• [WORK INSTRUCTION] When a line below contains the word "above", copy that line.

• [SUPPLIED RECORDS]
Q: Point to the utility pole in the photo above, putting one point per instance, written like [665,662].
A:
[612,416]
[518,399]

...

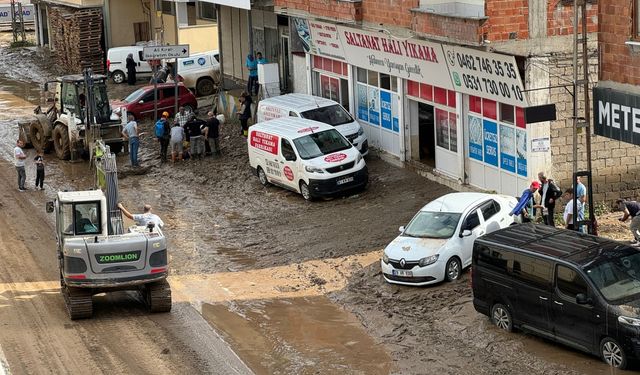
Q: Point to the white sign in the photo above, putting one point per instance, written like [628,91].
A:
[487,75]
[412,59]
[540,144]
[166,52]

• [COMPLETED EXERCISE]
Q: Point to the utility pole in the photo above, putting one point per instance, written like [665,662].
Q: Point to the white sign in the photo above, putting one point per instance, written like [628,91].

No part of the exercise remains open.